+++ Given data
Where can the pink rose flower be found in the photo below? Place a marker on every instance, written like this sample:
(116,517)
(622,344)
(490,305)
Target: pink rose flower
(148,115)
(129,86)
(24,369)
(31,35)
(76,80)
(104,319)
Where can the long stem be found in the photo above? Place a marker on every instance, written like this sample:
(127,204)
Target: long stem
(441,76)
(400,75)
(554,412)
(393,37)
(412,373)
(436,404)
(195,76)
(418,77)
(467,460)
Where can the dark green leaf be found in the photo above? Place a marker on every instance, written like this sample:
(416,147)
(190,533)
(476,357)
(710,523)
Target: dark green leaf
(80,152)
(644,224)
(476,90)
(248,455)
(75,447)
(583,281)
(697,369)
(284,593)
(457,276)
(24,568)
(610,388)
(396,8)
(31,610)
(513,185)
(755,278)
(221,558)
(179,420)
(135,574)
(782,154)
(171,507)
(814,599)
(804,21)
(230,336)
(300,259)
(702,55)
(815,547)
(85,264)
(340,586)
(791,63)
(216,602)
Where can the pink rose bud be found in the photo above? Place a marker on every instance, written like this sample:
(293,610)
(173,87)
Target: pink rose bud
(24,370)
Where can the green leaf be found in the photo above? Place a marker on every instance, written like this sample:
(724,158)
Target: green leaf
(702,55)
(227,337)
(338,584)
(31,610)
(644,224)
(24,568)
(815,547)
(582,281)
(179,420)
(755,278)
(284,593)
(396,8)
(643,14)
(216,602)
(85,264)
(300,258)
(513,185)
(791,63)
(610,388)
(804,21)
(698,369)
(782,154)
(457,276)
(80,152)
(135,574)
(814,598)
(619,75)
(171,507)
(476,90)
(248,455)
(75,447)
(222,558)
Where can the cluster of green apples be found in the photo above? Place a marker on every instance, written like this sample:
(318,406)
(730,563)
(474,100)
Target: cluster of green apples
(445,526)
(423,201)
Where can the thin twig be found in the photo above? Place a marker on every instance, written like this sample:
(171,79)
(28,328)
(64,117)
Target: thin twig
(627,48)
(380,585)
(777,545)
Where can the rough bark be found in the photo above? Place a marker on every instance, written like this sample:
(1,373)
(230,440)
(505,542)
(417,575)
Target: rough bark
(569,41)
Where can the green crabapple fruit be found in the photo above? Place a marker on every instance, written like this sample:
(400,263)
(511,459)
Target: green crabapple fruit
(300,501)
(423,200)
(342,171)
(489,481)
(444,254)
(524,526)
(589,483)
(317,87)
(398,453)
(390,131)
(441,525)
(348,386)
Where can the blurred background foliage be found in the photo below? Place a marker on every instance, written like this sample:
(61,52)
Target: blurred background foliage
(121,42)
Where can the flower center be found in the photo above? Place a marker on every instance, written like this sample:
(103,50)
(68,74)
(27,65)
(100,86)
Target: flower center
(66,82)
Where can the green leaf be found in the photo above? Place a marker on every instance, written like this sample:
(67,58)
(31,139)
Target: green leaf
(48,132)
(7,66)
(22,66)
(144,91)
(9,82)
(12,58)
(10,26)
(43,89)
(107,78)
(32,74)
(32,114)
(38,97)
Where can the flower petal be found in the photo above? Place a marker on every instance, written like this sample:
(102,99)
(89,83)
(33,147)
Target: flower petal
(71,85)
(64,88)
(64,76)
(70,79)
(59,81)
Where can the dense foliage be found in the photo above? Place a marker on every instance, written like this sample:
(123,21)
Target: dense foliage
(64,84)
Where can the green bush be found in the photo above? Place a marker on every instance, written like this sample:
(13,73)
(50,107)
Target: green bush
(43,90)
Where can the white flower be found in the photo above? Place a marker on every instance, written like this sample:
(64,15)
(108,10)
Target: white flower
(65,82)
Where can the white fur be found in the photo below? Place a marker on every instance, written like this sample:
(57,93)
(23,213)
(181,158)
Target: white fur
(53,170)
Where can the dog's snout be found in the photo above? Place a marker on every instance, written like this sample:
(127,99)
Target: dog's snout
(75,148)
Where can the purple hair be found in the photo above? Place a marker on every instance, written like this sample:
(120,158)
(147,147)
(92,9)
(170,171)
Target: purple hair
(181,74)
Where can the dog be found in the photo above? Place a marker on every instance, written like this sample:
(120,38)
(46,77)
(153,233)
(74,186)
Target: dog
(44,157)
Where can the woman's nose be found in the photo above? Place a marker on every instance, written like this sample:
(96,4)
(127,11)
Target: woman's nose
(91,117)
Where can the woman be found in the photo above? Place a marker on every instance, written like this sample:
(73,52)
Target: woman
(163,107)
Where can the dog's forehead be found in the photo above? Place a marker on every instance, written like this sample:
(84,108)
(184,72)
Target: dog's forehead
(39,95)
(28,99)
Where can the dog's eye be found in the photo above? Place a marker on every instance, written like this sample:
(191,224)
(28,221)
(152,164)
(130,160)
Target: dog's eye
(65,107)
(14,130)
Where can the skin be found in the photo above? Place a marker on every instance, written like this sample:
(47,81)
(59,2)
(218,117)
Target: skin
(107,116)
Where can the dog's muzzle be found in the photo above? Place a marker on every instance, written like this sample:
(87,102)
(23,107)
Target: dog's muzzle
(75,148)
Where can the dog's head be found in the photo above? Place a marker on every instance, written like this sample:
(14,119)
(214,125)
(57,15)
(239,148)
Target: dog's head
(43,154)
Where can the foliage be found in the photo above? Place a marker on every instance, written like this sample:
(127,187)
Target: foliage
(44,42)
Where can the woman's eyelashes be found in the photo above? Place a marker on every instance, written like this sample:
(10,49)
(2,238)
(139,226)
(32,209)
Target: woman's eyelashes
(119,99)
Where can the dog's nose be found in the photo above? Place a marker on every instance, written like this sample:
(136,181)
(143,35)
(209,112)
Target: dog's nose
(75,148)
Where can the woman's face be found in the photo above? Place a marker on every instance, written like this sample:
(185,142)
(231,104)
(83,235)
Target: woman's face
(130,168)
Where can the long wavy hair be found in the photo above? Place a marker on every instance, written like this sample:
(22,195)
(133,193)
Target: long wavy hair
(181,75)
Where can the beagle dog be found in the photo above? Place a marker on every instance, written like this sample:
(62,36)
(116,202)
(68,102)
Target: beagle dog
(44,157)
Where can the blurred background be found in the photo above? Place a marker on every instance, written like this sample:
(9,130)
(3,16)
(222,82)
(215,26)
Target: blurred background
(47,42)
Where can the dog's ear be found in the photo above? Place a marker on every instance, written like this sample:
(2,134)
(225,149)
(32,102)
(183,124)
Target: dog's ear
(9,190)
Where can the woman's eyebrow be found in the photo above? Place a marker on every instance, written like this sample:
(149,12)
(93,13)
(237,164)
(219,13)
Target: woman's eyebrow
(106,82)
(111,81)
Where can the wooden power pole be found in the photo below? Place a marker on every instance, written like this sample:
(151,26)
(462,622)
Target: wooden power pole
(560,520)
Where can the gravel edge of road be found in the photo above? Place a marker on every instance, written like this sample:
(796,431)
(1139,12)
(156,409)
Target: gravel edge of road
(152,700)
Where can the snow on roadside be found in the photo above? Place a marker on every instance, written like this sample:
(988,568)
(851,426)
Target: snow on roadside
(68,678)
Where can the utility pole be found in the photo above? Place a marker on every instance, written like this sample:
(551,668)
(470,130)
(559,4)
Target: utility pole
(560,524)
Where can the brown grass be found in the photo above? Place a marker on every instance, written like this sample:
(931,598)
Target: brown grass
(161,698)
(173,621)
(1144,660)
++++++
Required action →
A word-for-word transcription of the listing above is what the answer should contain.

Response area →
Where can the pink rose flower be found in the photo below? Place a marker on every instance, written like this sample:
(116,517)
(622,344)
(490,305)
Target: pink rose flower
(148,115)
(129,86)
(24,369)
(31,35)
(76,80)
(104,319)
Where can the long stem be found in the photo above? Place a marker on every instance, written like this sample:
(127,204)
Target: long stem
(441,76)
(400,75)
(554,412)
(393,37)
(412,373)
(436,404)
(195,76)
(418,77)
(467,460)
Where can the dark green leaf be found in the photo above? Place a marker on every instance, written like this sample:
(416,147)
(190,533)
(476,357)
(710,523)
Target: dark green leaf
(80,152)
(644,224)
(476,90)
(248,455)
(75,447)
(583,281)
(697,369)
(284,593)
(457,276)
(24,568)
(610,388)
(396,8)
(31,610)
(513,185)
(755,278)
(221,558)
(179,420)
(135,574)
(782,154)
(171,507)
(814,599)
(804,21)
(230,336)
(300,259)
(702,55)
(815,547)
(85,264)
(340,586)
(791,63)
(216,602)
Where can the pink rose bud be found in the photo above? Place a marker on every instance, written like this sample:
(293,610)
(173,87)
Target: pink rose bud
(24,370)
Where can the green leaf be found in the photo above? Place a marker on every instance, written like this sample:
(724,158)
Target: green leaf
(702,55)
(227,337)
(338,584)
(31,610)
(644,224)
(24,568)
(815,547)
(582,281)
(179,420)
(755,278)
(284,593)
(396,8)
(643,14)
(216,602)
(85,264)
(300,258)
(513,185)
(791,63)
(610,388)
(804,21)
(698,369)
(782,154)
(457,276)
(80,152)
(135,574)
(814,598)
(619,75)
(171,507)
(476,90)
(248,455)
(75,447)
(222,558)
Where can the cluster of green apples be found in the photo above? Place a marker on every instance, written like this sample:
(318,406)
(730,563)
(474,100)
Target: cluster of green apples
(445,526)
(423,201)
Where can the thin twig be found in the photo above? Place a marker on every instance, written like this sample:
(171,79)
(28,328)
(64,117)
Target: thin twig
(627,48)
(380,585)
(777,545)
Where can the rough bark be found in the photo above? Place a marker on every instance, written like this sample:
(1,373)
(230,440)
(505,542)
(417,575)
Target: rough bark
(569,41)
Where can the green crabapple fruit be found in the photo above? Place a marker on every instance, written like this sample:
(400,263)
(511,459)
Target: green crabapple fruit
(300,501)
(423,200)
(342,171)
(489,481)
(444,254)
(524,526)
(589,483)
(317,87)
(398,453)
(390,131)
(441,525)
(348,386)
Where can the blurred background foliage be found in the photo below? Place a marker on every instance, written like this sample:
(61,52)
Target: blurred background foliage
(121,42)
Where can the flower center be found in the photo above? Place a marker on every instance, written like this sample:
(103,50)
(68,74)
(27,65)
(100,86)
Target: flower center
(66,82)
Where can the green leaf be found in the photo above? Place a marker on every instance, written like this sample:
(67,58)
(31,139)
Target: green leaf
(48,132)
(7,66)
(22,66)
(144,91)
(9,82)
(12,58)
(10,26)
(43,89)
(107,78)
(32,74)
(32,114)
(38,97)
Where can the flower petal be found in the photo above? Place a marker on every instance, written like this sample:
(102,99)
(89,83)
(33,147)
Target: flower petal
(71,85)
(64,88)
(64,76)
(70,79)
(59,81)
Where can the dense foliage be found in the photo above? Place a marker on every instance, written like this sample:
(123,21)
Target: dense foliage
(64,84)
Where can the green bush be found in the photo above? Place a marker on every instance, written like this sample:
(13,73)
(50,107)
Target: green bush
(43,90)
Where can the white flower be found in the photo above? Place a marker on every instance, written like this sample:
(64,15)
(108,10)
Target: white flower
(65,82)
Where can the white fur be found in the photo below? Place a marker on every instance, written like this sample:
(57,93)
(23,213)
(181,158)
Target: white fur
(53,170)
Where can the dog's snout be found in the photo above? Place a marker on every instance, written like this sample:
(127,99)
Target: dog's snout
(75,148)
Where can the purple hair be found in the photo above? Place a marker on every instance, written like this sample:
(120,158)
(147,147)
(92,9)
(170,171)
Target: purple hair
(181,74)
Where can the dog be found in the photo above? Place a marker on every instance, written like this sample:
(120,38)
(46,77)
(153,233)
(74,186)
Target: dog
(44,157)
Where can the woman's nose be found in the photo above? Place a marker on every instance, written like this sample:
(96,4)
(127,11)
Target: woman's nose
(91,117)
Where can the woman be found in the photo above? Place a marker on every instance, written like this sample:
(73,52)
Target: woman
(163,107)
Where can the dog's forehead be found in the photo above? Place a marker on every instance, written like this sample:
(84,108)
(184,72)
Target: dog's forehead
(39,95)
(28,99)
Where can the dog's eye be found in the photo above? Place a marker on every instance, written like this sample:
(191,224)
(28,221)
(152,164)
(130,160)
Target: dog's eye
(65,107)
(14,130)
Where can the skin be found in the photo above? Place a marker on every instance, written like this sample:
(47,81)
(59,2)
(218,117)
Target: skin
(107,116)
Where can the dog's muzzle be found in the photo above? Place a marker on every instance, written like this sample:
(87,102)
(23,107)
Target: dog's muzzle
(75,148)
Where can the dog's head be found in the photo above? Place a marker on every instance, written like this sample:
(14,119)
(214,125)
(57,15)
(239,148)
Target: dog's head
(43,154)
Where can the foliage be found in the photo above? Place a marker on every instance, written like this sample:
(127,187)
Target: foliage
(44,42)
Where can the woman's eyelashes be found in the photo above? Place a marker on every instance, written like this sample:
(10,49)
(2,238)
(139,226)
(32,209)
Target: woman's eyelashes
(119,99)
Where can the dog's nose be found in the photo above? Place a marker on every instance, written like this sample:
(136,181)
(143,35)
(209,112)
Target: dog's nose
(75,148)
Where can the woman's face be found in the photo above? Place a marker on every instance, written like this sample:
(185,142)
(231,104)
(83,235)
Target: woman's face
(130,168)
Where can the long wavy hair be found in the photo above? Place a marker on every instance, written like this sample:
(22,195)
(133,193)
Target: long wavy hair
(181,75)
Where can the beagle dog be found in the photo above? Place a marker on every instance, written like this sample:
(62,36)
(116,202)
(68,102)
Target: beagle dog
(44,157)
Where can the blurred background be found in the photo above? Place a marker on every instance, written like this sample:
(9,130)
(3,16)
(222,82)
(215,26)
Target: blurred background
(47,42)
Where can the dog's ear be found in the photo above? Place a marker on every instance, written like this sample:
(2,134)
(225,149)
(32,102)
(183,124)
Target: dog's ear
(9,190)
Where can the woman's eyebrow be found in the photo above? Place a marker on every instance, written like this sample:
(149,12)
(93,13)
(237,164)
(219,13)
Target: woman's eyebrow
(106,82)
(111,81)
Where can the wooden power pole be found in the photo below? Place a marker on every instance, written like this sample:
(151,26)
(462,622)
Target: wooden power pole
(560,520)
Where can the gravel edge of road be found in the photo above? Place a marker on every instance, written like this sample:
(796,431)
(1139,12)
(156,409)
Target: gravel edge of road
(152,700)
Where can the snow on roadside be found in the photo above? Place a marker on every instance, written like this sample:
(988,568)
(851,426)
Target: snow on roadside
(68,678)
Where can the utility pole be found in the photo above? Place a marker on every instance, written like this sample:
(551,668)
(470,130)
(559,4)
Target: utility pole
(560,524)
Where can the brown grass be found in the photo above? Place a marker on every instance, written like this sample:
(931,598)
Target: brown grass
(161,698)
(173,621)
(1144,660)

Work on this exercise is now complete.